* begin Data provided *

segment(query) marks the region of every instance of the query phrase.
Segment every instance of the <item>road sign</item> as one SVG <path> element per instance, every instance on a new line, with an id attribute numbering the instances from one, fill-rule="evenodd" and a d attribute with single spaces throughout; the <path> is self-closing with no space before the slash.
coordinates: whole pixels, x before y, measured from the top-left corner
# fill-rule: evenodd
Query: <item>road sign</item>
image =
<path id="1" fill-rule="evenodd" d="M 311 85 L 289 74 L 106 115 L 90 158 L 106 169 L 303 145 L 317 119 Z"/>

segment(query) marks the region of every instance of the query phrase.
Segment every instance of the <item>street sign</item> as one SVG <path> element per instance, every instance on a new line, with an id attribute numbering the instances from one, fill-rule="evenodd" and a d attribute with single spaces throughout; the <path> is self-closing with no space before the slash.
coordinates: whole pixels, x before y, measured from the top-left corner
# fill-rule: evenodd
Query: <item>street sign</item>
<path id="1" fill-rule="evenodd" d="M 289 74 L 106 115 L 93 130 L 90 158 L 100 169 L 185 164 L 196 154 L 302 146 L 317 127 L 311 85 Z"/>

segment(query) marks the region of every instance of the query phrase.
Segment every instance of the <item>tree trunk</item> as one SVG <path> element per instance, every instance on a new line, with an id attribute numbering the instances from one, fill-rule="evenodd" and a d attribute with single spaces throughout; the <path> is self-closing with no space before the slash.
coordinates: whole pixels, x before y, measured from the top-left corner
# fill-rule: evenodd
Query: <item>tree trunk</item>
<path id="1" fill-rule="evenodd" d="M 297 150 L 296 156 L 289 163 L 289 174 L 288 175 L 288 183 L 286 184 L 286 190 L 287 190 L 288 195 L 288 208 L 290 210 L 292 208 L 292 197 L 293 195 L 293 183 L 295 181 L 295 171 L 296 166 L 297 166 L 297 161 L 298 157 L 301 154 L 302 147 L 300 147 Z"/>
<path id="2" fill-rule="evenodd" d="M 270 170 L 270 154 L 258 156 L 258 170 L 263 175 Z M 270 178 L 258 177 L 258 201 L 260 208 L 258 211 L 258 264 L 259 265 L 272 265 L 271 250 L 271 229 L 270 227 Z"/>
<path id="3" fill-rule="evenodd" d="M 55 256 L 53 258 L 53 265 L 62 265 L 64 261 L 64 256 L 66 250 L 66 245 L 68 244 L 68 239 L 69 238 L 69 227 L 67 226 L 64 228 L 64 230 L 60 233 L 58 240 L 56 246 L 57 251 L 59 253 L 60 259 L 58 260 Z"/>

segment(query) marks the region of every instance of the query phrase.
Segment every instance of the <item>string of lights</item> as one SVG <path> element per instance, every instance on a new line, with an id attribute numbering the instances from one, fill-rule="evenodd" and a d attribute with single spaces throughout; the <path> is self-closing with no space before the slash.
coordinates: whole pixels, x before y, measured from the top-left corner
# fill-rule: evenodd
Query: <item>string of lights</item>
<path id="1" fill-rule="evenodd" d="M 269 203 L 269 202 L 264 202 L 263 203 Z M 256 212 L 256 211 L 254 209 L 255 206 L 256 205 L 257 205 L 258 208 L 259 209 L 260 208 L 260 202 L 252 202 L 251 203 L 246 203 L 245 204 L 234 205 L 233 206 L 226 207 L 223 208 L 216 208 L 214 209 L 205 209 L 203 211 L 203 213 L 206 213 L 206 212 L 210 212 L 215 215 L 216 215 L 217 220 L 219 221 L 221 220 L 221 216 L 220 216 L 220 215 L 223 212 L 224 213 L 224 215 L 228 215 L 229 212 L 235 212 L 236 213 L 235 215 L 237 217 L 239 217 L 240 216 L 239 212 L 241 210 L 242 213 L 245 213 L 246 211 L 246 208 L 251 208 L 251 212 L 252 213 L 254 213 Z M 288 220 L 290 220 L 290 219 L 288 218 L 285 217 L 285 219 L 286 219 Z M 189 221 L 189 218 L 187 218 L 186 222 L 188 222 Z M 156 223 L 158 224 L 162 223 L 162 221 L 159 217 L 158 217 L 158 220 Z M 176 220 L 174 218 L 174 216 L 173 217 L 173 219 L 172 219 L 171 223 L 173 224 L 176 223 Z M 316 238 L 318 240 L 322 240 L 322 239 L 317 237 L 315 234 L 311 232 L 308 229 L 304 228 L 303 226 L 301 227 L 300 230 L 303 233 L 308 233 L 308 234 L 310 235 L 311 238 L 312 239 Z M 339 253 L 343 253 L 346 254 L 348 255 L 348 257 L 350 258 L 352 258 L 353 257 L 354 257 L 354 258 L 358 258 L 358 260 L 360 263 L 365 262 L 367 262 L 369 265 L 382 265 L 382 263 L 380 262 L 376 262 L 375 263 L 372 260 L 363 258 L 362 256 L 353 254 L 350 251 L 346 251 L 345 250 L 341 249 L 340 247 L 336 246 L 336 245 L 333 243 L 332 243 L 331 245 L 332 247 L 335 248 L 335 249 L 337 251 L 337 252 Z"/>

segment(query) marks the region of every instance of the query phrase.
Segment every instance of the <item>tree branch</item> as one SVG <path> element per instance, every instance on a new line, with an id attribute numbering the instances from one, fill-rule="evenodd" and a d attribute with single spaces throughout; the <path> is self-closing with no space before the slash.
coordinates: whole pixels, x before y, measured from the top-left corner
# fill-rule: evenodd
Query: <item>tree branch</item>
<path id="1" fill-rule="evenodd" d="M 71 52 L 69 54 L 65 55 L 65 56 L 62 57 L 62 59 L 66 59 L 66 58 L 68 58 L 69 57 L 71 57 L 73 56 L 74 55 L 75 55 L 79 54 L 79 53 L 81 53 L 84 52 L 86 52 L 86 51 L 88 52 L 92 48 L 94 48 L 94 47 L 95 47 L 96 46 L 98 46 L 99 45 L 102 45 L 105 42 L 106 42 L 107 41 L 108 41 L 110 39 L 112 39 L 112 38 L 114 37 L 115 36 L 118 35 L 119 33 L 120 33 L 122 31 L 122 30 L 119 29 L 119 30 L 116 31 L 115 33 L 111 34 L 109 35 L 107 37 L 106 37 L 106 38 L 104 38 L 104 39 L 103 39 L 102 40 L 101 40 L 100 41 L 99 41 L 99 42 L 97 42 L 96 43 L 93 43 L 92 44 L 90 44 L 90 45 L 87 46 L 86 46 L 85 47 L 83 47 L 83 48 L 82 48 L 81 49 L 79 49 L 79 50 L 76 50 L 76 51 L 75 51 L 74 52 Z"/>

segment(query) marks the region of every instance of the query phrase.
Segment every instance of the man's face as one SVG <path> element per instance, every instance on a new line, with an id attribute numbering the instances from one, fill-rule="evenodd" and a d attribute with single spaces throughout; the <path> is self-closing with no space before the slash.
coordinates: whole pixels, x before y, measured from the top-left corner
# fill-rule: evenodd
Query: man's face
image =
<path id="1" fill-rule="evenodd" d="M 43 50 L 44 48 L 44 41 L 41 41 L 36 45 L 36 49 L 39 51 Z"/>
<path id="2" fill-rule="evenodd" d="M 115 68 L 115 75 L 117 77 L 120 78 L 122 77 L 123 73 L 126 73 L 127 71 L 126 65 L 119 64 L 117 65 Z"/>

* end Data provided *

• _Task_:
Render every line of the rows above as a JSON list of strings, one string per line, skipping blank lines.

• _Answer to this exercise_:
[
  "segment(query) marks the region of every instance of the query phrase.",
  "Segment every instance of the <item>road sign</item> as one SVG <path> element per instance, every instance on a new line, with an id attribute numbering the instances from one, fill-rule=\"evenodd\" and a d attribute with single spaces throughout; the <path> is self-closing with no space before the slash.",
  "coordinates: whole pixels, x before y, measured from the top-left corner",
  "# fill-rule: evenodd",
  "Query: <item>road sign</item>",
  "image =",
  "<path id=\"1\" fill-rule=\"evenodd\" d=\"M 311 85 L 289 74 L 106 115 L 90 158 L 106 169 L 303 145 L 317 119 Z\"/>",
  "segment(query) marks the region of every instance of the query phrase.",
  "Segment every instance of the <item>street sign</item> as one SVG <path> element per instance, every instance on a new line, with an id attribute numbering the instances from one, fill-rule=\"evenodd\" and a d attribute with single spaces throughout; the <path> is self-closing with no space before the slash.",
  "coordinates: whole pixels, x before y, measured from the top-left corner",
  "# fill-rule: evenodd",
  "Query: <item>street sign</item>",
  "<path id=\"1\" fill-rule=\"evenodd\" d=\"M 289 74 L 106 115 L 93 130 L 90 158 L 100 169 L 185 164 L 196 154 L 302 146 L 317 127 L 311 85 Z\"/>",
  "segment(query) marks the region of every instance of the query phrase.",
  "Segment every instance of the <item>tree trunk</item> as one SVG <path> element per instance, every instance on a new line, with an id attribute numbering the instances from one, fill-rule=\"evenodd\" and a d attribute with single spaces throughout; the <path> is self-closing with no space before the slash.",
  "coordinates: whole pixels, x before y, measured from the top-left corner",
  "# fill-rule: evenodd",
  "Query: <item>tree trunk</item>",
  "<path id=\"1\" fill-rule=\"evenodd\" d=\"M 297 150 L 296 156 L 289 163 L 289 174 L 288 175 L 288 183 L 286 184 L 286 190 L 287 190 L 288 195 L 288 208 L 290 210 L 292 208 L 292 197 L 293 195 L 293 183 L 295 181 L 295 171 L 296 166 L 297 166 L 297 161 L 298 157 L 301 154 L 302 147 L 300 147 Z\"/>",
  "<path id=\"2\" fill-rule=\"evenodd\" d=\"M 270 170 L 270 154 L 258 156 L 258 170 L 263 175 Z M 270 178 L 258 177 L 258 201 L 260 208 L 258 211 L 258 264 L 259 265 L 272 265 L 271 250 L 271 229 L 270 227 Z\"/>",
  "<path id=\"3\" fill-rule=\"evenodd\" d=\"M 55 256 L 53 258 L 53 265 L 62 265 L 64 261 L 64 256 L 66 250 L 66 245 L 68 244 L 68 239 L 69 238 L 69 227 L 67 226 L 64 228 L 64 230 L 60 233 L 58 240 L 56 246 L 57 251 L 59 253 L 60 259 L 58 260 Z\"/>",
  "segment(query) marks the region of every instance of the query phrase.",
  "Segment every instance of the <item>string of lights</item> as one SVG <path> element per instance, every instance on a new line, with an id attribute numbering the instances from one, fill-rule=\"evenodd\" and a d attribute with single spaces throughout; the <path> is self-closing with no space before the slash.",
  "coordinates: whole pixels, x before y, measured from the top-left corner",
  "# fill-rule: evenodd",
  "Query: <item>string of lights</item>",
  "<path id=\"1\" fill-rule=\"evenodd\" d=\"M 269 203 L 269 202 L 264 202 L 263 203 Z M 256 212 L 256 211 L 254 209 L 255 206 L 256 205 L 257 205 L 258 208 L 259 209 L 260 208 L 260 202 L 252 202 L 251 203 L 246 203 L 245 204 L 234 205 L 233 206 L 226 207 L 223 208 L 216 208 L 214 209 L 205 209 L 203 211 L 203 213 L 206 213 L 206 212 L 210 212 L 215 215 L 216 215 L 217 220 L 219 221 L 221 220 L 221 216 L 220 216 L 220 215 L 223 212 L 224 213 L 224 215 L 228 215 L 229 212 L 235 212 L 236 213 L 235 215 L 237 217 L 239 217 L 240 216 L 239 212 L 241 210 L 242 213 L 245 213 L 246 211 L 246 208 L 251 208 L 251 212 L 252 213 L 254 213 Z M 288 220 L 290 220 L 290 219 L 288 218 L 285 217 L 285 219 L 286 219 Z M 189 221 L 189 218 L 187 218 L 186 222 L 188 222 Z M 156 223 L 158 224 L 162 223 L 162 221 L 159 217 L 158 217 L 158 220 Z M 176 220 L 174 218 L 174 216 L 173 217 L 173 219 L 172 219 L 171 223 L 173 224 L 176 223 Z M 316 238 L 318 240 L 322 240 L 322 239 L 317 237 L 315 234 L 311 232 L 308 229 L 304 228 L 303 226 L 301 227 L 300 230 L 303 233 L 308 233 L 308 234 L 310 235 L 311 238 L 312 239 Z M 339 253 L 343 253 L 346 254 L 348 255 L 348 257 L 350 258 L 352 258 L 353 257 L 354 257 L 354 258 L 358 258 L 358 260 L 360 263 L 365 262 L 367 262 L 369 265 L 382 265 L 382 263 L 380 262 L 376 262 L 375 263 L 372 260 L 363 258 L 362 256 L 353 254 L 350 251 L 346 251 L 345 250 L 341 249 L 340 247 L 336 246 L 336 245 L 333 243 L 332 243 L 331 245 L 332 247 L 335 248 L 335 249 L 337 251 L 337 252 Z\"/>",
  "segment(query) marks the region of every instance of the query phrase.",
  "Segment every instance of the <item>tree branch</item> as one SVG <path> element per instance, every instance on a new line, with an id attribute numbering the instances from one, fill-rule=\"evenodd\" and a d attribute with single spaces throughout; the <path> is self-closing with no space before the slash.",
  "coordinates: whole pixels, x before y, measured from the top-left corner",
  "# fill-rule: evenodd",
  "Query: <item>tree branch</item>",
  "<path id=\"1\" fill-rule=\"evenodd\" d=\"M 71 52 L 69 54 L 65 55 L 65 56 L 62 57 L 62 59 L 66 59 L 66 58 L 68 58 L 69 57 L 71 57 L 73 56 L 74 55 L 75 55 L 79 54 L 79 53 L 81 53 L 84 52 L 86 52 L 86 51 L 88 52 L 92 48 L 94 48 L 94 47 L 95 47 L 96 46 L 98 46 L 99 45 L 102 45 L 105 42 L 106 42 L 107 41 L 108 41 L 110 39 L 112 39 L 112 38 L 114 37 L 115 36 L 118 35 L 119 33 L 120 33 L 122 31 L 122 30 L 119 29 L 119 30 L 116 31 L 115 33 L 111 34 L 109 35 L 107 37 L 106 37 L 106 38 L 104 38 L 104 39 L 103 39 L 102 40 L 101 40 L 100 41 L 99 41 L 99 42 L 97 42 L 96 43 L 93 43 L 92 44 L 90 44 L 90 45 L 87 46 L 86 46 L 85 47 L 83 47 L 83 48 L 82 48 L 81 49 L 79 49 L 79 50 L 76 50 L 76 51 L 75 51 L 74 52 Z\"/>",
  "segment(query) marks the region of every instance of the query phrase.",
  "Segment every instance of the man's face as one SVG <path> element per instance, every instance on a new line, with an id attribute numbering the instances from one, fill-rule=\"evenodd\" and a d attribute with single spaces throughout; the <path> is self-closing with no space before the slash.",
  "coordinates: whole pixels, x before y, measured from the top-left corner",
  "# fill-rule: evenodd",
  "Query: man's face",
  "image =",
  "<path id=\"1\" fill-rule=\"evenodd\" d=\"M 43 50 L 44 48 L 44 41 L 41 41 L 36 45 L 36 49 L 39 51 Z\"/>",
  "<path id=\"2\" fill-rule=\"evenodd\" d=\"M 115 68 L 115 75 L 117 77 L 120 78 L 122 77 L 123 73 L 126 73 L 127 71 L 126 65 L 119 64 L 117 65 Z\"/>"
]